> [Consignes]:
- 1) Répondez aux questions suivantes à partir du texte sur Baudelaire à Bruxelles :
(a) Quelle maison a publié Au Grand Miroir, et en quelle année ?
(b) Quand Baudelaire part-il pour Bruxelles ?
(c) Combien de temps dure la parenthèse censée ne durer que quelques semaines ?
- 2) Recopiez fidèlement le passage du texte sur Baudelaire à Bruxelles, de « Au Grand Miroir » à « sait, il y va. ».
- 3) Poursuivez le texte sur le séjour de Baudelaire à Bruxelles à partir de sa dernière phrase.

> [Article]:
Au Grand Miroir
Texte de Gilles Ortlieb
Éditions Gallimard, 2005
C’est l’histoire d’un espoir qui s’ensable, d’une parenthèse de quelques semaines qui s’éternise deux ans, d’un voyage qui vire à l’exil, d’une évasion studieuse devenue piège stérile, d’un vague ennui flottant changé en abattement mortifère. Lorsque Baudelaire part pour Bruxelles au printemps 1864, il ignore qu’il en reviendra aphasique, hémiplégique, rattrapé par la syphilis, et qu’il ne reverra Paris que pour y mourir. Encore que. Il pressent qu’il quittera la Belgique comme un malade, et qu’il lui faudra revenir au monde, à celui qu’il connaît, une dernière fois, et puis le quitter pour de bon, voilà ce qui l’attend, il le sait, il y va.

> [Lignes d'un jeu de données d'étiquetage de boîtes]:
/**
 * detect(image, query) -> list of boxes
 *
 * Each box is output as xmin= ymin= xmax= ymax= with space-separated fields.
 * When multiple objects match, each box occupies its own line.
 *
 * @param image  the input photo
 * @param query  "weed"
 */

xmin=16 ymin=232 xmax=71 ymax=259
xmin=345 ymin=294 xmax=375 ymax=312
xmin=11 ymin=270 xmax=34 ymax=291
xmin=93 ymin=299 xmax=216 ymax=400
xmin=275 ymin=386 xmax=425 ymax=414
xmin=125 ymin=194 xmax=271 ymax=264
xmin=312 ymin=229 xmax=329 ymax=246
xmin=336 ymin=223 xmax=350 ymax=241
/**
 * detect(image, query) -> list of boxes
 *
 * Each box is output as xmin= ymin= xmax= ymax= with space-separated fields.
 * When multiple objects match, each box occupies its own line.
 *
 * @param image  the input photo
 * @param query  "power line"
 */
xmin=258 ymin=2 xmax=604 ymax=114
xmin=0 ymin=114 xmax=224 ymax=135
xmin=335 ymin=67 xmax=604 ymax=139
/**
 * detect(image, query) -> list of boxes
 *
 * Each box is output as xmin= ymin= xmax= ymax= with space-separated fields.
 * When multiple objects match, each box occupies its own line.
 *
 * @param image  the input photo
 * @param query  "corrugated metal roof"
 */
==
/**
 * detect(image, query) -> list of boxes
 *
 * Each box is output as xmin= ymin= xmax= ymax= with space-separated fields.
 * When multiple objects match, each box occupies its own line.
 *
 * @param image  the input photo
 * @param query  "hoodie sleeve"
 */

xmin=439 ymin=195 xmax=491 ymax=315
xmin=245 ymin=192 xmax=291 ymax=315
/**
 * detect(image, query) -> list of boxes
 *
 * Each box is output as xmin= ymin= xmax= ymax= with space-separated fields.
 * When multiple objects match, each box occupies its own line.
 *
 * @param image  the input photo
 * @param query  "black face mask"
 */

> [Réponses dans l'ordre]:
- 1)
(a) Les Éditions Gallimard, en 2005.
(b) Au printemps 1864.
(c) Deux ans.

- 2)
Au Grand Miroir
Texte de Gilles Ortlieb
Éditions Gallimard, 2005
C’est l’histoire d’un espoir qui s’ensable, d’une parenthèse de quelques semaines qui s’éternise deux ans, d’un voyage qui vire à l’exil, d’une évasion studieuse devenue piège stérile, d’un vague ennui flottant changé en abattement mortifère. Lorsque Baudelaire part pour Bruxelles au printemps 1864, il ignore qu’il en reviendra aphasique, hémiplégique, rattrapé par la syphilis, et qu’il ne reverra Paris que pour y mourir. Encore que. Il pressent qu’il quittera la Belgique comme un malade, et qu’il lui faudra revenir au monde, à celui qu’il connaît, une dernière fois, et puis le quitter pour de bon, voilà ce qui l’attend, il le sait, il y va.

- 3)
En revanche, Baudelaire ne se doute pas encore que son œuvre est déjà derrière lui ; l’ébauche d’un pamphlet, un petit volume de poèmes rapiécés, des brouillons, des commencements, des radotages et du ressentiment, rien de mémorable excepté quinze à vingt feuillets, selon son éditeur Poulet-Malassis. Le poète s’enlise, tandis qu’en France sa notoriété va croissante : Mallarmé, Verlaine, rendent hommage à l’absent, les Fleurs du mal et leur auteur sont cités, salués, étudiés, on donne même son patronyme à une école, tandis qu’il se terre et se tait à Bruxelles, dans un exil depuis si longtemps provisoire qu’il pourrait bien, à son insu, être devenu définitif.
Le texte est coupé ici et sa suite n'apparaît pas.